Work to be completed:
Show every row that contains the string "person", matching case exactly.

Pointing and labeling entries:
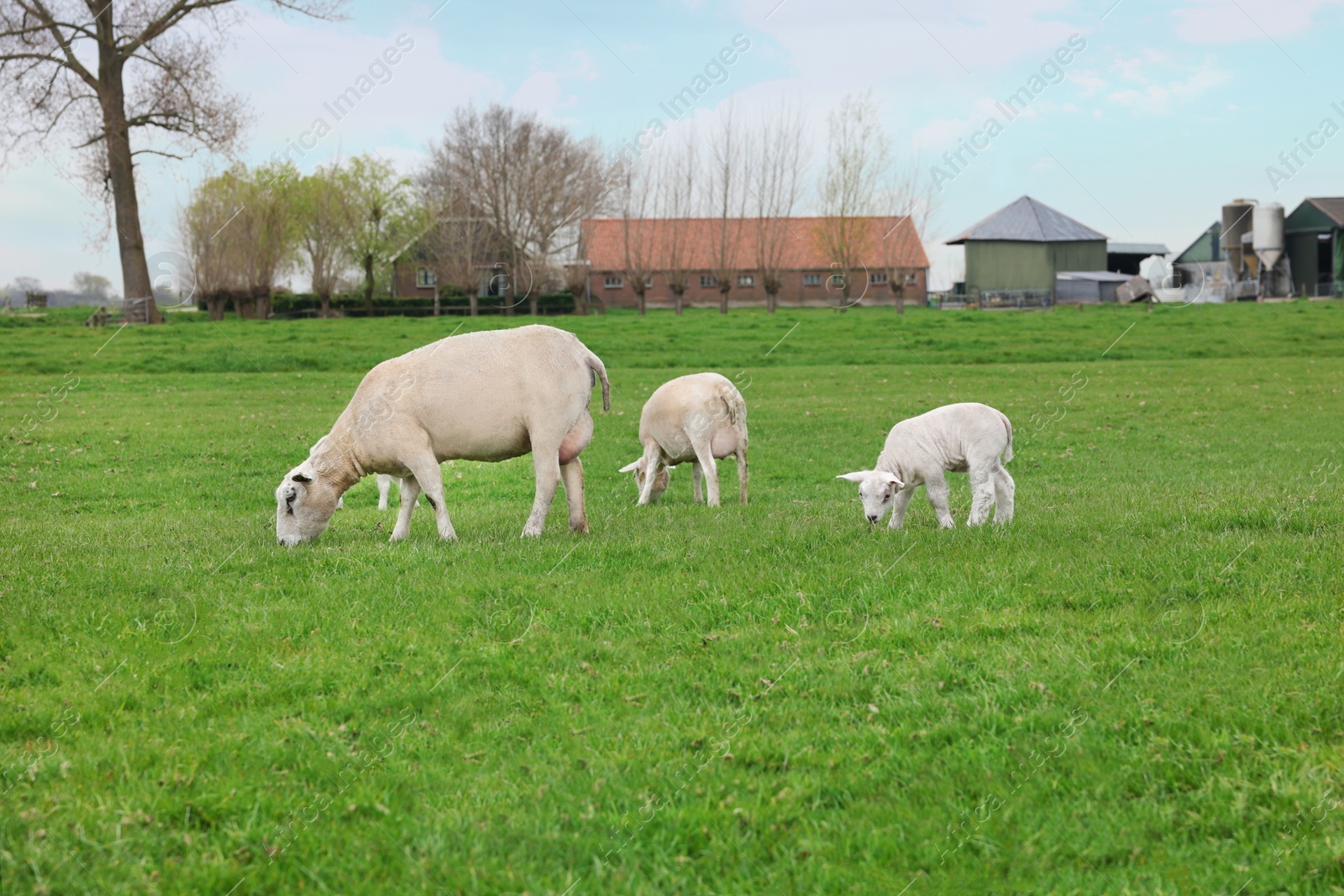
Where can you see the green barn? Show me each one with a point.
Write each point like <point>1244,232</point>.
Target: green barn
<point>1026,244</point>
<point>1315,244</point>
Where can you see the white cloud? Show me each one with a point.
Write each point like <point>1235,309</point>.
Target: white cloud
<point>1089,82</point>
<point>293,70</point>
<point>1221,22</point>
<point>543,93</point>
<point>1160,98</point>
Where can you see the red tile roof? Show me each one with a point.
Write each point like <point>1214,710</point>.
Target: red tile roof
<point>804,248</point>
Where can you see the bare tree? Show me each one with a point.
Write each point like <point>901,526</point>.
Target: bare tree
<point>266,228</point>
<point>203,224</point>
<point>911,202</point>
<point>324,221</point>
<point>727,201</point>
<point>575,280</point>
<point>108,67</point>
<point>531,181</point>
<point>679,204</point>
<point>857,161</point>
<point>638,222</point>
<point>385,214</point>
<point>777,181</point>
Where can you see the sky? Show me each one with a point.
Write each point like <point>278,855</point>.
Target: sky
<point>1139,118</point>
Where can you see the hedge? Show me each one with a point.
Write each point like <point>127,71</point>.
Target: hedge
<point>297,304</point>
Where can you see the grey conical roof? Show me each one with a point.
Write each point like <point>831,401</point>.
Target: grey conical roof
<point>1028,221</point>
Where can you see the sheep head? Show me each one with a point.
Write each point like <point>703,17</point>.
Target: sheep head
<point>304,506</point>
<point>660,481</point>
<point>877,490</point>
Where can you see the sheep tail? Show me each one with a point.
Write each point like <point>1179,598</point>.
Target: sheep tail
<point>600,374</point>
<point>732,405</point>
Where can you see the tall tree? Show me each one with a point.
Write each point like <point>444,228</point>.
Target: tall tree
<point>457,241</point>
<point>638,221</point>
<point>268,230</point>
<point>727,201</point>
<point>857,161</point>
<point>105,69</point>
<point>385,215</point>
<point>531,181</point>
<point>324,223</point>
<point>777,181</point>
<point>212,248</point>
<point>676,184</point>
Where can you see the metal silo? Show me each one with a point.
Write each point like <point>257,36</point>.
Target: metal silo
<point>1236,221</point>
<point>1268,233</point>
<point>1268,242</point>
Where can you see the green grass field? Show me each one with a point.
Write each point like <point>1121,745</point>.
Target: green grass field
<point>1135,688</point>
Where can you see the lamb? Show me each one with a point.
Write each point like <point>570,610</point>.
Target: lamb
<point>696,418</point>
<point>956,438</point>
<point>483,396</point>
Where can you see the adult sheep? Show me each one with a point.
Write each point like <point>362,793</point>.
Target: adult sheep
<point>953,438</point>
<point>477,396</point>
<point>696,418</point>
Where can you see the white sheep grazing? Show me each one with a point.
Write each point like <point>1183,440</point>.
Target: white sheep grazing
<point>696,418</point>
<point>481,396</point>
<point>954,438</point>
<point>385,485</point>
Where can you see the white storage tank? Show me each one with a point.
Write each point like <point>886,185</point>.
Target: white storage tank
<point>1268,234</point>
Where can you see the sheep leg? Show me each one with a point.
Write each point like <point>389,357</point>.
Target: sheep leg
<point>546,463</point>
<point>571,474</point>
<point>652,464</point>
<point>410,492</point>
<point>981,495</point>
<point>1005,490</point>
<point>711,472</point>
<point>898,506</point>
<point>743,474</point>
<point>937,490</point>
<point>430,479</point>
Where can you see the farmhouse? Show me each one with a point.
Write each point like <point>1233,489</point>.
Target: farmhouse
<point>1315,244</point>
<point>1203,266</point>
<point>1025,246</point>
<point>884,255</point>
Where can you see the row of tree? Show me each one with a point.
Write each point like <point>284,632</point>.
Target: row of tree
<point>248,228</point>
<point>125,78</point>
<point>501,187</point>
<point>749,179</point>
<point>504,190</point>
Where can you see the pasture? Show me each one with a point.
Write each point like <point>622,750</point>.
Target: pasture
<point>1135,688</point>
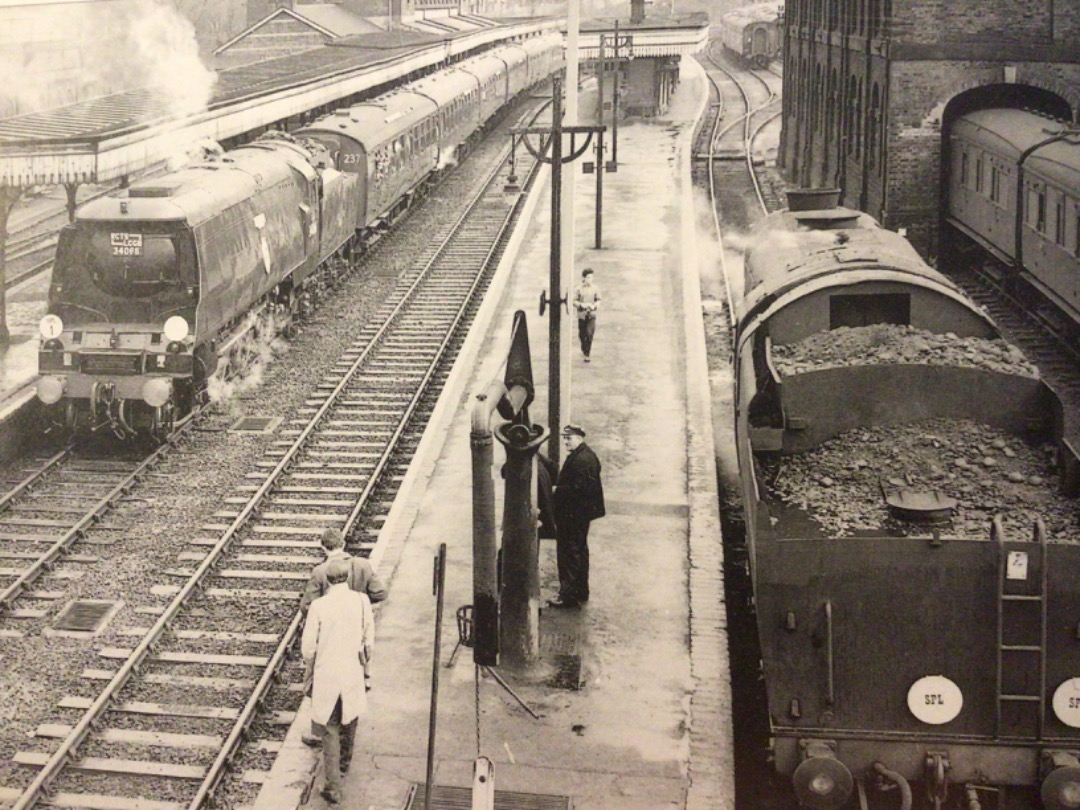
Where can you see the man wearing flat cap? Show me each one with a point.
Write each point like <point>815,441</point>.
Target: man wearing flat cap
<point>338,636</point>
<point>578,500</point>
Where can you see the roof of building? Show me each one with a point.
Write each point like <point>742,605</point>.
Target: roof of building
<point>333,22</point>
<point>337,19</point>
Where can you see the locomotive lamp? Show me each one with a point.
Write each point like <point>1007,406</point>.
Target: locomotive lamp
<point>51,327</point>
<point>50,390</point>
<point>176,328</point>
<point>157,391</point>
<point>822,782</point>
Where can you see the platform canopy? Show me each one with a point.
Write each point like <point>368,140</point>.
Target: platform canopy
<point>675,36</point>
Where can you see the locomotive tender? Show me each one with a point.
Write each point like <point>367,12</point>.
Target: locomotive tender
<point>161,286</point>
<point>1014,188</point>
<point>902,646</point>
<point>754,34</point>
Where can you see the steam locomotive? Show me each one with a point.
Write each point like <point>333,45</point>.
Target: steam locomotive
<point>1014,189</point>
<point>162,286</point>
<point>754,34</point>
<point>912,526</point>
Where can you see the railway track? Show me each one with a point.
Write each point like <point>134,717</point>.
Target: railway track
<point>748,102</point>
<point>177,704</point>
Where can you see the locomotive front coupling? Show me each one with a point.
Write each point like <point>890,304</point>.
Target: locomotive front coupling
<point>821,781</point>
<point>1061,780</point>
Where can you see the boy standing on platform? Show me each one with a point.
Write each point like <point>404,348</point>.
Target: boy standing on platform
<point>586,300</point>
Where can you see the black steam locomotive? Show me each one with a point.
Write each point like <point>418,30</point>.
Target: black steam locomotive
<point>913,529</point>
<point>165,286</point>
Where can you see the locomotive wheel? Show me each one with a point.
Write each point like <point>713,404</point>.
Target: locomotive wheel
<point>162,420</point>
<point>70,417</point>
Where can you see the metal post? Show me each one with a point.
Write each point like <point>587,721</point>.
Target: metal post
<point>555,281</point>
<point>599,188</point>
<point>520,596</point>
<point>485,548</point>
<point>615,100</point>
<point>599,72</point>
<point>440,583</point>
<point>567,220</point>
<point>9,196</point>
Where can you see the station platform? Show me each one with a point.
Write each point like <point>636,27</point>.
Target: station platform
<point>630,705</point>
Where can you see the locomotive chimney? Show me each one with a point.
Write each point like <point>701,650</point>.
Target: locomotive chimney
<point>812,199</point>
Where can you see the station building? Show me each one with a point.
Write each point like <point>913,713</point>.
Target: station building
<point>636,58</point>
<point>871,88</point>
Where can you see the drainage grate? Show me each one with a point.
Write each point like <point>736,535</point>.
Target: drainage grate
<point>567,673</point>
<point>460,798</point>
<point>85,616</point>
<point>255,424</point>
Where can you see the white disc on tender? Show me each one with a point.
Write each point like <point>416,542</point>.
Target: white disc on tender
<point>934,700</point>
<point>1066,702</point>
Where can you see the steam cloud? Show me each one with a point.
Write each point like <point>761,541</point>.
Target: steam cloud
<point>115,46</point>
<point>262,349</point>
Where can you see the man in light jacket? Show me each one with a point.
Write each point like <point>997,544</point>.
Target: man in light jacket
<point>337,643</point>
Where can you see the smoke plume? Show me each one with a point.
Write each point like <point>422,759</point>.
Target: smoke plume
<point>76,52</point>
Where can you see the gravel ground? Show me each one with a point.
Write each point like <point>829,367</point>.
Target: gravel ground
<point>171,505</point>
<point>889,343</point>
<point>986,471</point>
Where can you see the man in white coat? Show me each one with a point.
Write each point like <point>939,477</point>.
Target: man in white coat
<point>337,643</point>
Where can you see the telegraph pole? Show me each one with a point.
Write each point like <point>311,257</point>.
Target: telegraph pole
<point>553,297</point>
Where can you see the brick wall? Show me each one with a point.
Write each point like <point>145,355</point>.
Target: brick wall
<point>944,21</point>
<point>940,50</point>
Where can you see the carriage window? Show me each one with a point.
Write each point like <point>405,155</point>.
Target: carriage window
<point>1037,208</point>
<point>1060,221</point>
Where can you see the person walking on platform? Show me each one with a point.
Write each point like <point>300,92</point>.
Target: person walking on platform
<point>362,576</point>
<point>337,642</point>
<point>586,299</point>
<point>578,500</point>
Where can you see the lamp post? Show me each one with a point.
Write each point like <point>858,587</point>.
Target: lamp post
<point>552,138</point>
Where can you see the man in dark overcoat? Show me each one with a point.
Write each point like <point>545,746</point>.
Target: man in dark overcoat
<point>578,500</point>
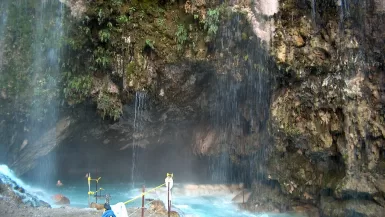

Full answer:
Where can you see the person walking on platform? Show me each one with a point.
Target: person walking on platform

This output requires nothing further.